Collected data:

##############################

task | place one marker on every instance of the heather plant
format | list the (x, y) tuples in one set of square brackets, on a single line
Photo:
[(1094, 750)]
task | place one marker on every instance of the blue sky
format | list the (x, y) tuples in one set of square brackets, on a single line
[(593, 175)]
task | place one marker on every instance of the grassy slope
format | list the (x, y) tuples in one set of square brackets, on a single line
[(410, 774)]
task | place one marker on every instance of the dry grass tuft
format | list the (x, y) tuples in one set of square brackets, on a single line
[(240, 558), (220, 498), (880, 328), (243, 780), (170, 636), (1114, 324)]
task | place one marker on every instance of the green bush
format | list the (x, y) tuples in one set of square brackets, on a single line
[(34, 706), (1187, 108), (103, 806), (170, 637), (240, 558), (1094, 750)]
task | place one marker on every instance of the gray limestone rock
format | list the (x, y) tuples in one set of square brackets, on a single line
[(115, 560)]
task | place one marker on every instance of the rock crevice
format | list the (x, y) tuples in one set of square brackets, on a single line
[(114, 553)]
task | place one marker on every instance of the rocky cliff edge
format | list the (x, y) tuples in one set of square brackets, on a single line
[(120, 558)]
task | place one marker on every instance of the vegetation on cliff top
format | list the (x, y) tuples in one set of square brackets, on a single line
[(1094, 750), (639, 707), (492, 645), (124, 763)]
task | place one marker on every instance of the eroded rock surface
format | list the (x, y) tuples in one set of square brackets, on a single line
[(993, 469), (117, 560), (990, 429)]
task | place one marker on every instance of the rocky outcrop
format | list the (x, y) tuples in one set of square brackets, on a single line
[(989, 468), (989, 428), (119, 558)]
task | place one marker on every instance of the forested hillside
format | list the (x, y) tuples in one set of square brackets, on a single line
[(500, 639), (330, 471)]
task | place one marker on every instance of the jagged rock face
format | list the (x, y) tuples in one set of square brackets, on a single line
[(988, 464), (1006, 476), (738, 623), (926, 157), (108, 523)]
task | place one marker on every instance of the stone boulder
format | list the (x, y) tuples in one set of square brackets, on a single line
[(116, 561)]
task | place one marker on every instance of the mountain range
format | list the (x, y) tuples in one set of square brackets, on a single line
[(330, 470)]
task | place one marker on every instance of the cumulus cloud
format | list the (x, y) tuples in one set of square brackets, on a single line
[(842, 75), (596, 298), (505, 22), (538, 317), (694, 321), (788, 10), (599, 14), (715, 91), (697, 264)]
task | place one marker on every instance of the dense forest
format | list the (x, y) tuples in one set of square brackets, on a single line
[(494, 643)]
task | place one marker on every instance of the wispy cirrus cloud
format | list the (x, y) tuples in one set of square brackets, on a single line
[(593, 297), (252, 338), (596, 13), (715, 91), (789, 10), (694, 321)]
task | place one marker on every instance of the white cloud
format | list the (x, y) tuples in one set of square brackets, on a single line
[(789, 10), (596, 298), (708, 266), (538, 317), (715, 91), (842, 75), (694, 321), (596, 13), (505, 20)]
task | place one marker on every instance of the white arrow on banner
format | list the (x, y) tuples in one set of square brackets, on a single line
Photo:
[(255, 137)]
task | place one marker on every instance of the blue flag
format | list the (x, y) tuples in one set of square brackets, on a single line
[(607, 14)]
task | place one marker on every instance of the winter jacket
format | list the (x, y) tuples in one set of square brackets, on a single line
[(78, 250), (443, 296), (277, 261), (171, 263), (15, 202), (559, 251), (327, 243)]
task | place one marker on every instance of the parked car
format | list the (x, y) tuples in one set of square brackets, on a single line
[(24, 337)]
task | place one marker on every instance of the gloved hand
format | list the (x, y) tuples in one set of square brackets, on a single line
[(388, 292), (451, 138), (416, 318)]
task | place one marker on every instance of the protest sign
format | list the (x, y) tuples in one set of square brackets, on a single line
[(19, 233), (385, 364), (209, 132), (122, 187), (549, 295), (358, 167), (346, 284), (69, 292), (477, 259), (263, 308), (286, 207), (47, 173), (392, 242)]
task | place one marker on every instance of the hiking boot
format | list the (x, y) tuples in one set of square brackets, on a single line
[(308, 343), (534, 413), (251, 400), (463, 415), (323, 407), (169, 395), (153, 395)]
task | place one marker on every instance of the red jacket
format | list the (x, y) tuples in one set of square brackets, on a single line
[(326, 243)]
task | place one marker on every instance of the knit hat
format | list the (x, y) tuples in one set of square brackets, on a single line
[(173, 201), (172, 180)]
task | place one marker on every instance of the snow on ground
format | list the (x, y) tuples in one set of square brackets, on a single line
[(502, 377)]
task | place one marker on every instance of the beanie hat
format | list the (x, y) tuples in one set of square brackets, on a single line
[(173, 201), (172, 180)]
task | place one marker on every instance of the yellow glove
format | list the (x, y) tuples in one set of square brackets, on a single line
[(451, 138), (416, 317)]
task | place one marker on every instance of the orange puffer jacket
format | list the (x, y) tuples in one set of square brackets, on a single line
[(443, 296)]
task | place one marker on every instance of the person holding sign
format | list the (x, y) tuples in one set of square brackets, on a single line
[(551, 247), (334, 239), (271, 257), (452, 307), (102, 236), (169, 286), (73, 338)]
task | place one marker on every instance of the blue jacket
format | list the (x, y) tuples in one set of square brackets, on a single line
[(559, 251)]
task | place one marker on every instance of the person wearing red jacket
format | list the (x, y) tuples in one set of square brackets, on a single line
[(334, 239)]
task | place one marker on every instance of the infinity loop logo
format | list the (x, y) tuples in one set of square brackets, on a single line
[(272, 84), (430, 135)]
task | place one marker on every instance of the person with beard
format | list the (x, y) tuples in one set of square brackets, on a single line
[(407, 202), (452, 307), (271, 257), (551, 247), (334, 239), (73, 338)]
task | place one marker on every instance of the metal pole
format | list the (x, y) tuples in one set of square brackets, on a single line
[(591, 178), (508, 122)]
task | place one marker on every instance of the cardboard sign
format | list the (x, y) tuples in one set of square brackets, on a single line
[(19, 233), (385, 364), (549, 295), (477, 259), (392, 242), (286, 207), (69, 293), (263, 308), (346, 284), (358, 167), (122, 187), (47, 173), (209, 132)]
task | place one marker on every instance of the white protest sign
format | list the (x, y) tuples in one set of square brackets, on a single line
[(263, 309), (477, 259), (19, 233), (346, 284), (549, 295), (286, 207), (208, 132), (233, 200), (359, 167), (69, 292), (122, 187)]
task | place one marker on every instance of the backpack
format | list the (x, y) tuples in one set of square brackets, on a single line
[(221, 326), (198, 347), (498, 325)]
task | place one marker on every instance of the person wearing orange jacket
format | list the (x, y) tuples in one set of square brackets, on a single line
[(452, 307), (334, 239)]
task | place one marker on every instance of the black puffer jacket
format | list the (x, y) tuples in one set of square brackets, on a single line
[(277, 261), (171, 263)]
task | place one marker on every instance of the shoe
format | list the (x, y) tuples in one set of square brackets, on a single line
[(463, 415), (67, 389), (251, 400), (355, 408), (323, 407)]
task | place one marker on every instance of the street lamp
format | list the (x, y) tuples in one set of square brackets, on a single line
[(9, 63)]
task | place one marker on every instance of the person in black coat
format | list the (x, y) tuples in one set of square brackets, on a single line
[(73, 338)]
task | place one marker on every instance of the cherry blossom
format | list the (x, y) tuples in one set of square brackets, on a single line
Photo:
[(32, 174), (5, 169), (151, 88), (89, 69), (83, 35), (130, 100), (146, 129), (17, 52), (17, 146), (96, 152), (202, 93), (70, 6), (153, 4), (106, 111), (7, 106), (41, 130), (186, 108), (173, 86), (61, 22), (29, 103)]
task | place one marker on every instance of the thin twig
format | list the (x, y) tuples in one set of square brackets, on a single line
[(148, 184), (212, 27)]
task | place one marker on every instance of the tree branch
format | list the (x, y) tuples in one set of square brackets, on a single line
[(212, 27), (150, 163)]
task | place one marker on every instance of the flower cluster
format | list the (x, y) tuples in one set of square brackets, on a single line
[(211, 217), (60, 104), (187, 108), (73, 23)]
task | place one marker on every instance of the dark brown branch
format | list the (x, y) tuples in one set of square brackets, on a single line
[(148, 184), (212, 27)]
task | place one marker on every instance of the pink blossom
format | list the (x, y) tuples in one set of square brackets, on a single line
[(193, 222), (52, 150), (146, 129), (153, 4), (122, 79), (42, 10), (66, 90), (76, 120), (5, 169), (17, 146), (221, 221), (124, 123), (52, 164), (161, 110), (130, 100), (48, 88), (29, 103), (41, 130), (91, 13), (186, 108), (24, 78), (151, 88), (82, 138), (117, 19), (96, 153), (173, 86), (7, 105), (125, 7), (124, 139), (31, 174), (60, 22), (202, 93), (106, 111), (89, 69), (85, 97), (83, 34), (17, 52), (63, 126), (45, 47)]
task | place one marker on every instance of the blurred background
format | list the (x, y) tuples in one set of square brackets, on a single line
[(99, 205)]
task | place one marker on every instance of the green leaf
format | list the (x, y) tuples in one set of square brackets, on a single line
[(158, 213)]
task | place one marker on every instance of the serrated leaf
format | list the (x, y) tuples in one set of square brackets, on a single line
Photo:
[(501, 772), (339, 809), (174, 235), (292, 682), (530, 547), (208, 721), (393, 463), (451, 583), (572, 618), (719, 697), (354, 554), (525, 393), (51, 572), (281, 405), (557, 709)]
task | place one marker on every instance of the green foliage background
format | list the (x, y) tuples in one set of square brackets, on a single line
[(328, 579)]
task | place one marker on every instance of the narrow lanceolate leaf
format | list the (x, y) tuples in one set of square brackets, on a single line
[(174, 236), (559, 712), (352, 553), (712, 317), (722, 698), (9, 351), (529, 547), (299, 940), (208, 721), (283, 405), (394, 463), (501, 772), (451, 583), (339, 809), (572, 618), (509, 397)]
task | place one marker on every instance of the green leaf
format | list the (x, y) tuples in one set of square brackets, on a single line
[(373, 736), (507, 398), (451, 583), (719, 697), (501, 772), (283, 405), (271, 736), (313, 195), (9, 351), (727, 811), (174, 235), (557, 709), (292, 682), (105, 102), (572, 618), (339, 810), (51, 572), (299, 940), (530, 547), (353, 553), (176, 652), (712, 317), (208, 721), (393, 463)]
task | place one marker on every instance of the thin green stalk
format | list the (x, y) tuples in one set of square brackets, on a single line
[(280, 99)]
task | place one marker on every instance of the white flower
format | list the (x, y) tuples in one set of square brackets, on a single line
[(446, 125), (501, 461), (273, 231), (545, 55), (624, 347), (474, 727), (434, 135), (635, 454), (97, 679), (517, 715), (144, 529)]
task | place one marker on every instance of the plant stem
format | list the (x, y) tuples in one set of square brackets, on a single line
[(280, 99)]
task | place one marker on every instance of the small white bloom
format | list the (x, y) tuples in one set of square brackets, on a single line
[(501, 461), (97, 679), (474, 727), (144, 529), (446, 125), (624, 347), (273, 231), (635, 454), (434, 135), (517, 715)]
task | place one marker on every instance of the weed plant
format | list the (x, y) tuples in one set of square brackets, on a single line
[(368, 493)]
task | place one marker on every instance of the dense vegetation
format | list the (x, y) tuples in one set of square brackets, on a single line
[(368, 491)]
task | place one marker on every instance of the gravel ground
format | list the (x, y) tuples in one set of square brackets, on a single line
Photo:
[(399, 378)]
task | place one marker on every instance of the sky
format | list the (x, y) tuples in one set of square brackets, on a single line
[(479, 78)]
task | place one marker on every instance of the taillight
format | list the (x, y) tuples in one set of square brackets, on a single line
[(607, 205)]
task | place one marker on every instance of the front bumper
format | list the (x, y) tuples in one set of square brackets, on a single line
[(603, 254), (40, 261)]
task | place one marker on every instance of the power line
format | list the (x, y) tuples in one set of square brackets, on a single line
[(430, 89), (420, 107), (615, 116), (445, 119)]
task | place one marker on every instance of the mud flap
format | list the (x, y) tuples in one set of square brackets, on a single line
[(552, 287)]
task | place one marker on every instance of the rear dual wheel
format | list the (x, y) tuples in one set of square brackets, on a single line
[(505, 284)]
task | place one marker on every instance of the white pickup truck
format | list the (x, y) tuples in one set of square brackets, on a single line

##############################

EXERCISE
Looking at the entries above, count the lines that hold the string "jacket" and reply with the count alone.

ANSWER TO THIS TASK
7